* start *

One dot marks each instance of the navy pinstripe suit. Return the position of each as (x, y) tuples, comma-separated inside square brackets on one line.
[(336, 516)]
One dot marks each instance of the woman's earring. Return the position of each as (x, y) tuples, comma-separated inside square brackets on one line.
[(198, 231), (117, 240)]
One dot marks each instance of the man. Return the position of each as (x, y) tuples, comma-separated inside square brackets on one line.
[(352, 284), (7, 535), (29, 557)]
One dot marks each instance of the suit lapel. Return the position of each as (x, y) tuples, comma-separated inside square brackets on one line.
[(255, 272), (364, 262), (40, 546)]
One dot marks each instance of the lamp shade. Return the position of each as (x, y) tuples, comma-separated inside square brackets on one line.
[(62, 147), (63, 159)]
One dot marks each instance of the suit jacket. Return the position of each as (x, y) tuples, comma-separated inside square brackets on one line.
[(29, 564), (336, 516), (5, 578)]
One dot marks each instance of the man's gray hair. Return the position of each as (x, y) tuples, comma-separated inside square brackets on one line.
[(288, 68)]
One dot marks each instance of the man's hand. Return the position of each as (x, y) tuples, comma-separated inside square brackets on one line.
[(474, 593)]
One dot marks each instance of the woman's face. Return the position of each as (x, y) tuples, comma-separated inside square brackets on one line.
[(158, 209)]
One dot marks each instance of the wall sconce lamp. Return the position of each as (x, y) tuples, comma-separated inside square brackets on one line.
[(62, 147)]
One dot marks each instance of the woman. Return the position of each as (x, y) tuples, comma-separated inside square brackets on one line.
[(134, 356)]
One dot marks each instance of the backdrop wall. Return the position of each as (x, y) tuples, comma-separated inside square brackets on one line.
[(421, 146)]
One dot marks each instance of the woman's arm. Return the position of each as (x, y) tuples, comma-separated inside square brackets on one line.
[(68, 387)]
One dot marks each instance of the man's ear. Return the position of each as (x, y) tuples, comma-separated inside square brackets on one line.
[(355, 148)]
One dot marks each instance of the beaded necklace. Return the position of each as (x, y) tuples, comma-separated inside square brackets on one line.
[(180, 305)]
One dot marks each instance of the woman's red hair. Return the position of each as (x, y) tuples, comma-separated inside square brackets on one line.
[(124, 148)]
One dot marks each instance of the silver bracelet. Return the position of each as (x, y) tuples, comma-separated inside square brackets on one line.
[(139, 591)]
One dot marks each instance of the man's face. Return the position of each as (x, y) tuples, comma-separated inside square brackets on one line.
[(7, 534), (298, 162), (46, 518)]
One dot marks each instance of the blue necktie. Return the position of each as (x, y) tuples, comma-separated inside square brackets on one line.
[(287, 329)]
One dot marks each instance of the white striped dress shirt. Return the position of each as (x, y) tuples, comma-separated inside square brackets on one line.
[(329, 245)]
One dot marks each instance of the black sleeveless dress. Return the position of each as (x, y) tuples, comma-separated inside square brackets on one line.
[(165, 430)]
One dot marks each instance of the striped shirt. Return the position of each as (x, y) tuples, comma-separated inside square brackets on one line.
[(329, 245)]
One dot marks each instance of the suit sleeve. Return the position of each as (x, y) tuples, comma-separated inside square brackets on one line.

* end *

Update all the records above by swapping each "tuples" for "pairs" and leaving the rest unchanged.

One dot marks each instance of the navy pinstripe suit. Return the position of each as (x, y) pairs, comma-separated inside square brackets on one line.
[(336, 516)]
One dot marks each instance of the woman's earring. Return the position of each as (x, y) pairs, comma-separated inside square brackets on one line.
[(198, 231), (117, 240)]
One dot marks each instance of the man. Return the position of each as (x, y) pairs, comma-separated inside square brackets on one line.
[(352, 284), (7, 535), (29, 557)]
One dot marks each instance of the suit lapel. Return the position of each as (x, y) pairs, comma-separated inside square brackets on one line.
[(255, 272), (364, 262), (40, 546)]
One dot marks each instance of the lamp shade. Return the position of each as (x, y) pairs, comma-separated inside square brackets on one line.
[(62, 147), (63, 159)]
One dot marks each instance of the suit jacket. Return the position of each as (x, y) pairs, comma-separated inside square brackets on one line.
[(29, 564), (336, 516), (5, 578)]
One dot marks each instance of the man's gray hair. Return the position of each as (x, y) pairs, comma-separated inside square brackets on one line.
[(288, 68)]
One dot marks each instance of the man's hand. Return the position of each as (x, y) pairs, comma-separated inside square brackets on one line.
[(474, 593)]
One dot marks each instance of the woman's face. Return the position of each as (x, y) pairs, comma-separated inside square brackets on one line.
[(158, 209)]
One dot marks each instance of the wall sconce lamp. Return the position of each as (x, y) pairs, comma-separated inside square brackets on one line.
[(62, 147)]
One dot marks each instance of the woman. Return the position of each as (x, y) pairs, comma-separated inside square brackets on one line.
[(134, 356)]
One dot marks each instance of the backdrop wall. Return the position of each as (x, y) pairs, comma-separated inside square brackets on one line.
[(421, 146)]
One dot marks each instance of the woman's arm. Return the position of each as (x, y) pairs, comma-separated inside square brackets on one line.
[(68, 387)]
One dot marks each instance of the man's ear. Return the position of each as (x, y) pairs, comma-separated inside square brackets on one line.
[(355, 148)]
One dot marks each instance of the beaded necklace. Return the position of each as (x, y) pairs, comma-separated inside square brackets on one line.
[(180, 305)]
One dot marks each instance of the woman's red hair. Return the position of each as (x, y) pairs, comma-separated inside square brackets on one line.
[(124, 148)]
One dot marks each instance of the silver bracelet. Return the position of each as (x, y) pairs, comma-separated inside square brackets on one line.
[(139, 591)]
One dot marks each instance of the man's face. Return the position of each as (x, y) pairs, comma-separated inside square brackets on one line.
[(7, 534), (298, 162), (46, 518)]
One dot marks each instance of the blue necktie. Return the position of each as (x, y) pairs, comma-separated inside square brackets on one line.
[(287, 329)]
One dot marks each instance of the white striped dress shirt. Return the position of each as (x, y) pairs, comma-separated inside square brackets on one line.
[(329, 245)]
One dot marks each instance of the black sleeveless dress. Return the position of each as (x, y) pairs, comma-separated inside square brackets on one line.
[(165, 430)]
One dot marks each instance of the striped shirt. Return the position of each as (x, y) pairs, comma-separated inside square brackets on one line.
[(329, 245)]
One dot marks each instance of the suit sleeve. Return the position of each as (x, y) pairs, comma-separated inside square brackets on one line.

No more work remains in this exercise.